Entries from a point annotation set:
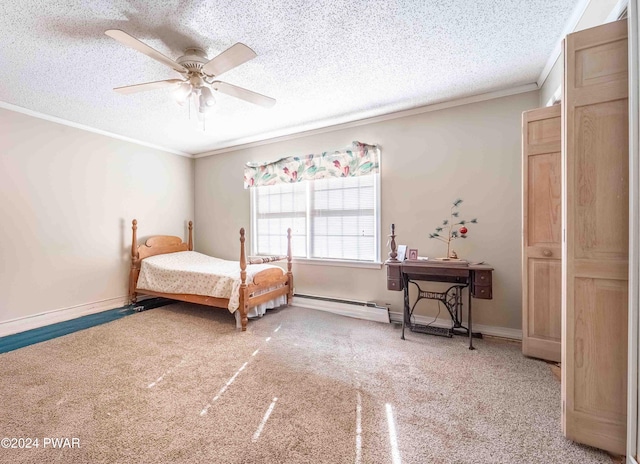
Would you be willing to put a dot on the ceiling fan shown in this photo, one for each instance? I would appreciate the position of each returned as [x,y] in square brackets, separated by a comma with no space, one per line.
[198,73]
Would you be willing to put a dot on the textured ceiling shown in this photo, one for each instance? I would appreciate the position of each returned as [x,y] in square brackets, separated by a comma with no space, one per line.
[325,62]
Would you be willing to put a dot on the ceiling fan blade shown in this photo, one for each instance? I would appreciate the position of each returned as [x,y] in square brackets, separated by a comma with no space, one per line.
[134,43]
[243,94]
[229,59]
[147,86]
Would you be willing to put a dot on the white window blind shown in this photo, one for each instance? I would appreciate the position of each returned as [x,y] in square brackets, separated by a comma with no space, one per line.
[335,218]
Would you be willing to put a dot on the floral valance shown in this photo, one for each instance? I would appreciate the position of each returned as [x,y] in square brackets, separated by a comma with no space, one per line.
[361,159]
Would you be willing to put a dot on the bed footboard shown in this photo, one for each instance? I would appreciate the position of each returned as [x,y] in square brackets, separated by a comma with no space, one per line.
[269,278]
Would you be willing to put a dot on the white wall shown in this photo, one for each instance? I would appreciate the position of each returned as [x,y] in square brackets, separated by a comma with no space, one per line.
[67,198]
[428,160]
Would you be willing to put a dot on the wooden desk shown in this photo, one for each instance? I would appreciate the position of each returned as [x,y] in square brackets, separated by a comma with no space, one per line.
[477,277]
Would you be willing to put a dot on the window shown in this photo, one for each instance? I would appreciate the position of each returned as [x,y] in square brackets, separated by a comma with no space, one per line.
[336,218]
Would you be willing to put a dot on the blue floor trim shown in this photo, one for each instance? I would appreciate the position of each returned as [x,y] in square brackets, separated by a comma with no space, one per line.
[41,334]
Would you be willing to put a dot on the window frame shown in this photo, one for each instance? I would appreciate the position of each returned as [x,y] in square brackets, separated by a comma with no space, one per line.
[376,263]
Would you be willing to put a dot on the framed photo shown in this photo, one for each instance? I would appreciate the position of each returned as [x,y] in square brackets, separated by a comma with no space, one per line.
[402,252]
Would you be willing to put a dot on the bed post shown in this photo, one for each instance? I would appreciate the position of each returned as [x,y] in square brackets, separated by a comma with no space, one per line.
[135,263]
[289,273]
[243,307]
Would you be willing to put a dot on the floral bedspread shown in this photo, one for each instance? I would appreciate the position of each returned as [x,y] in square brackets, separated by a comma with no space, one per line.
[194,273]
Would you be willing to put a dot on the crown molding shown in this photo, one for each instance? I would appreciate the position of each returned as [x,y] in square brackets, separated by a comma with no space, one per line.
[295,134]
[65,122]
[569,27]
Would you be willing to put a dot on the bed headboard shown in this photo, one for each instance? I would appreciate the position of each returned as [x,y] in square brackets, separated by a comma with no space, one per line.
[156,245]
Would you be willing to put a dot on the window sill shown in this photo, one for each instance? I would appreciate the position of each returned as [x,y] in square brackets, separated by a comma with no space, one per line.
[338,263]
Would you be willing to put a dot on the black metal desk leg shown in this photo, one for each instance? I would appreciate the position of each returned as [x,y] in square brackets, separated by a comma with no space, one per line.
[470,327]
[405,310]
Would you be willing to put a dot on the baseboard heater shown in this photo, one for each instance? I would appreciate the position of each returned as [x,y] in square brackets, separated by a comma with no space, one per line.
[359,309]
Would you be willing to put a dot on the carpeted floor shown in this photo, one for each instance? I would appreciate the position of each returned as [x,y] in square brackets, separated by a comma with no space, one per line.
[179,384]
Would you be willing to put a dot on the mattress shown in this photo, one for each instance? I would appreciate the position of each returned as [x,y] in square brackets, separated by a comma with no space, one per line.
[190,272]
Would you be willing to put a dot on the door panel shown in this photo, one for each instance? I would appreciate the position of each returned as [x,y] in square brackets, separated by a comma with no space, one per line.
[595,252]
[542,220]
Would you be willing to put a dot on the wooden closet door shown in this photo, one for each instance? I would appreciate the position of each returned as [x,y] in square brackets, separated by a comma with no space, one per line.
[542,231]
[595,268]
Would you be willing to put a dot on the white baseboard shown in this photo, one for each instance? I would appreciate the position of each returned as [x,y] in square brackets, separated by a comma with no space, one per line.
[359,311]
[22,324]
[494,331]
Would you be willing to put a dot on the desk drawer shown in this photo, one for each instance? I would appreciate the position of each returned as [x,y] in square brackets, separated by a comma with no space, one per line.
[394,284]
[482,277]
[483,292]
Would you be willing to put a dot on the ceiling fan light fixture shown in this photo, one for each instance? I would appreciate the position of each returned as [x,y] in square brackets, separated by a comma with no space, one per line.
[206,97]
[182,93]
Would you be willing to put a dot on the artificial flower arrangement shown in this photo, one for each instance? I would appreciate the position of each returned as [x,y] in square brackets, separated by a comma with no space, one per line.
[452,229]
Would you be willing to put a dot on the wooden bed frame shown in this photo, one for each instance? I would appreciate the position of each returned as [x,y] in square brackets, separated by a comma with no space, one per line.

— What you are asked to do —
Make an exact copy of all entries above, dropping the images.

— Answer in full —
Would you be willing to put a dot on the ceiling fan shown in this photo, one for each instance? I would appreciate the position of each returned as [x,y] in square brackets, separated by a comma with no space, one per line.
[198,73]
Would you be willing to put a dot on the textured ceiling shown in this photo, one for each instance? I would appreciate the position of each returned as [x,y] in square brackets, separated by a comma with no space, one per line.
[325,62]
Would you be willing to put a dot on the ceiling fan blade shown in this photo, one for each instance? I would appreciate the position of each returned as [x,y] in square brackets, separated by a comma with no space, one per line.
[134,43]
[243,94]
[229,59]
[147,86]
Would you be willing to put a dot on the white window blind shown in this photo, one for each instance? I would appreciate the position of each returned as [x,y] in square brackets, separated by a comma with no space, one per line.
[335,218]
Would you be willing to put a dot on the floral valance shown in this photo, one for each instance? I would appreciate the position of each returned as [x,y] in square brackets, separated by a comma with no space, one per line.
[361,159]
Would you be willing to put a dot on the bed footboard shown in this photo, one for each instance? I would appreciate the position of each returned as [x,y] in square brackets, separated by a comma with no space, one per line.
[269,278]
Would you be willing to put a dot on the white wall shown in this photo, one for each instance? I would appreciate the position of each returned as [x,y] in square brackets, separated by a comma with no space, one per line.
[67,198]
[428,160]
Would you be willing to put a dot on the wooden desk shown in this photo, one for each instance? I would appreciate the position of each returned as [x,y] in square brackets, separated by a comma with no space, one per line.
[477,277]
Would you be willing to put a dot on the window shown in this photo, one for each instance? I would appreciate the position of each returned as [x,y] in square brackets, separated by a comma with no space, one per line.
[336,218]
Would you be willing to put a dot on the blue floor trim shown in this photo, one for each instance? I would appreciate the position of each returned as [x,y] in square brackets, separated by a comma with no space, one per line.
[41,334]
Would you be willing to put a dot on the window frame shown in this photo, one for each instance? I would appreciate the position of each returned as [x,y] in square brackets, separated by a comma with no space, one per line.
[376,263]
Would you be willing to put a dot on the framed photo shown in this photo, one for each instance? I would appreciate the position of each returned as [x,y] in square brackets, separated by a comma with no space, one per line.
[402,252]
Would you be willing to put a dot on the bed post shown in this photo, one for each instance? I would appreciate the position of each returned as [x,y] in square brackets, separated by a comma with no space, one per line.
[135,263]
[289,273]
[243,307]
Would you be willing to put a dot on the floral bedspread shown in this photo, one for each instance? I would appreciate the position of each returned as [x,y] in square brackets, separated by a comma with no space, one per line.
[194,273]
Would you be willing to put a dot on the crown molding shown in this photo, one for each instance? I would appreciate the position of each returned as [x,y] in square brackets, separated by a comma with no space, one per line.
[295,134]
[65,122]
[569,27]
Would you be willing to put a dot on the bed headboard shown in this photo, one for each instance? I would appreciate the position of each returned as [x,y] in square brackets, separated by a comma with no space, one per line.
[156,245]
Would you be willing to put a dot on the window sill shown in this photo, one for each instance? I would appreciate the position of each returned as [x,y] in square brackets, separated by a comma with no space, one per line.
[338,263]
Would you be willing to put a dot on the black metal desk leg shown in this photo, one for each instance? I would appreciate the position of each returned as [x,y] in square brackets, separated by a comma with no space, one per line.
[470,327]
[405,310]
Would you be willing to put a dot on the baseboard heater shown in this photo, one for each instance? I would appreciate the position of each returned as [x,y] in square brackets, separated by a comma with no space, one per line.
[359,309]
Would you be willing to put a dot on the carpeted floor shown in this photo, one for each instance? I would appreciate the position of each returned as [x,y] in square brackets, separated by a comma with no space, one per line.
[179,384]
Would you be willing to put a dot on the mattress shown in this photo, one for each instance? I would appreciate the position of each returned as [x,y] in square brackets, separated by a comma with no space, one per line.
[190,272]
Would you be willing to put a dot on the door panel shown in this photo, one for each instance? I would appreciate the position of each returned as [x,y] in square brackets, separated by a comma with no space, one per line.
[595,252]
[542,220]
Would you be willing to put a dot on the wooden closet door shown in this photo, one for each instance? I would appreciate the position of each returned as [x,y] in square brackets, separated by a comma with no space, one per line.
[542,231]
[595,268]
Would you be willing to put a dot on the white baseboard shown in this photo, one for each instance? I would appreciate the position of each returned as [x,y] in square brackets, separated by a comma with no space, one per line.
[359,311]
[22,324]
[494,331]
Would you be willing to put a dot on the desk drawer shown in this photo, one for each instance? I would appreciate the position of each returned as [x,y] in square brackets, separated by a comma with no space, one per line.
[394,284]
[482,277]
[483,292]
Would you be willing to put a dot on the ceiling fan light fixture shown in this photo, one for each instance? I would appreciate the position of each returned as [x,y] in square brackets, separated by a comma with no space, one per line.
[206,97]
[182,93]
Would you be willing to put a dot on the artificial flower arrangement shown in this photo, one for each instance? I would appreciate the position of each returned as [x,y] in square brackets, separated by a comma with no space, one per line.
[452,229]
Would you be willing to put a dot on the wooden bed frame shown in this photo, one for each instance? I would appreciate the position of each returned as [x,y] in square brackets, separated by a comma with no space, one per line.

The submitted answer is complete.